TEXT UNDER STUDY =>

______________________________

PDs with and without structured research education programs reported their perceived barriers to resident research education, as shown in Table 4. The largest percentage difference was between PDs with and without a structured program with regard to the lack of a curriculum serving as a barrier to resident research education. The other important finding was a difference of 28% (99% CI, 14%–42%) in disagreement between the PDs’ perceived lack of chair support for resident research. There was a significant association between the lack of a research education curriculum ( ρ = 0.40; 99% CI, 0.14–0.62; P < 0.0005) and the PDs’ reported disagreement with the chair support of resident research education. There was a significant negative association between the reported chair support for resident research as a department resource and the PDs’ report of the department chair support as a barrier to resident research education (ρ = –0.71; 99% CI, –0.52 to –0.85; P < 0.0005). There were also significant correlations between the reported chair’s support as a barrier to implementation of research education and the perception of a lack of faculty mentors (ρ = 0.47; 99% CI, 0.22–0.70; P < 0.0005), lack of faculty nonclinical time (ρ = 0.42; 99% CI, 0.15–0.62; P < 0.0005), lack of faculty interest (ρ = 0.28; 99% CI, 0.02–0.51; P < 0.006), lack of resident research time (ρ = 0.32; 99% CI, 0.03–0.55; P < 0.002), lack of department funds (ρ = 0.37; 99% CI, 0.11–0.60; P < 0.0005), and lack of technical support (ρ = 0.35; 99% CI, 0.08–0.56; P < 0.001).
Ninety percent of the PDs with structured programs reported that research constituted an integral part of residency training compared with 60% (difference, 30%; 99% CI, 10–51; P = 0.003) of those without structured programs. Fifty-two percent of PDs agreed that the ACGME must insist on research training, and whereas 79% of PDs believed that residency programs should offer research rotations, only 19% thought that research should be a required rotation.
The important finding of this study is that in anesthesiology, as with other subspecialties, residents in the programs with structured research education were significantly more productive than those in programs without structured research training.7 Most research rotations in the structured programs were >1 month, but there was no difference in productivity when the program duration was stratified at 2 months. This finding is consistent with that found in urology residents that increasing dedicated research time from 3 to 6 months did not result in an increase in the number of articles submitted.8 In the aforementioned study, there was an increase in article submission when dedicated research time was increased to 1 year, suggesting that the duration of most anesthesiology resident research rotations is too short to measure an effect of duration of the research rotation.8 Resident research productivity was not increased with a higher percentage of faculty involved in research, suggesting that the construct of the program and not the number of faculty involved is a more important factor affecting resident productivity.
Despite the recommendations of mandatory research exposure during residency and extensive research training during compulsory fellowship training, our survey found that currently only 32% of the programs have a structured research education program for residents. The survey revealed several important differences between the programs that had structured resident research education and those that did not. Structured programs were more likely to have an organized curriculum and a requirement for a research project. They included training in scientific writing and oral presentation skills and were more likely to provide support to the resident. Under ideal conditions, a structured program would include a competency-based curriculum, time and support for the development of a research project, and a method of assessment of attainment of the competencies.7 The program could take on various forms, either laboratory or clinical science investigation or even secondary assessments such as meta-analysis.

______________________________

YOUR OBJECTIVE => According to the text on resident research education in anesthesiology, what percentage of programs currently have a structured research education program for residents?

Records from a data collection
______________________________

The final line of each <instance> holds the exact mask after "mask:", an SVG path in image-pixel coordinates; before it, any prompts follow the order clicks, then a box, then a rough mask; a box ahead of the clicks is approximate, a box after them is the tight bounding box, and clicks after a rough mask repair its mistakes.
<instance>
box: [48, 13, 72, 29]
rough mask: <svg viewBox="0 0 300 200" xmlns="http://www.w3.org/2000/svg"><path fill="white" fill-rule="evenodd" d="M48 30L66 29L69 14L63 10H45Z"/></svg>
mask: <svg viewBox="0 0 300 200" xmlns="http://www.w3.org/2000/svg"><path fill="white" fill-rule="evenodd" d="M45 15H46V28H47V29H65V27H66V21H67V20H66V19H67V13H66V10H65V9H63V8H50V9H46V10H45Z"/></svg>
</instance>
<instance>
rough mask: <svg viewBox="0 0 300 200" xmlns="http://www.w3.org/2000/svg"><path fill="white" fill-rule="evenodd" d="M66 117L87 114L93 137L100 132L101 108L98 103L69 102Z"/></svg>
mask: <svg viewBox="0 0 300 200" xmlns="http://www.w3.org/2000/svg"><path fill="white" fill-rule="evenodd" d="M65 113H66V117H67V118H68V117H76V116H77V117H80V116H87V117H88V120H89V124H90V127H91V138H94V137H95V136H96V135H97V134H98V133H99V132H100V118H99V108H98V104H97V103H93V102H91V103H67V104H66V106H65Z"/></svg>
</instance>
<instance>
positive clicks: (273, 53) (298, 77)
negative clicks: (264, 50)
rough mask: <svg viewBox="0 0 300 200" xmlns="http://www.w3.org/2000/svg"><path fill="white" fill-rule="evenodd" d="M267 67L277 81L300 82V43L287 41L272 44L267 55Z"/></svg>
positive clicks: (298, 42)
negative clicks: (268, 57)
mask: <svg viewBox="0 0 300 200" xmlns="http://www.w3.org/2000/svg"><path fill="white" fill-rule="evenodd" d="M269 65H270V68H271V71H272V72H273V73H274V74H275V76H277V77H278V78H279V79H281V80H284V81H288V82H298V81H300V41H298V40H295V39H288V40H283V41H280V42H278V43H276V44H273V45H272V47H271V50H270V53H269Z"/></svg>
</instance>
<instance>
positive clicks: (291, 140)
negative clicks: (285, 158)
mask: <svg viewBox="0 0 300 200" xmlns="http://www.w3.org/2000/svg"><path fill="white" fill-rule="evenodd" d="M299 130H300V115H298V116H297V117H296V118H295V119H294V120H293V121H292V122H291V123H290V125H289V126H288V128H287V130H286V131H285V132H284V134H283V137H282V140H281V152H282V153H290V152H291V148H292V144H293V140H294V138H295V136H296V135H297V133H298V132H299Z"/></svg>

______________________________

OUTPUT => 32%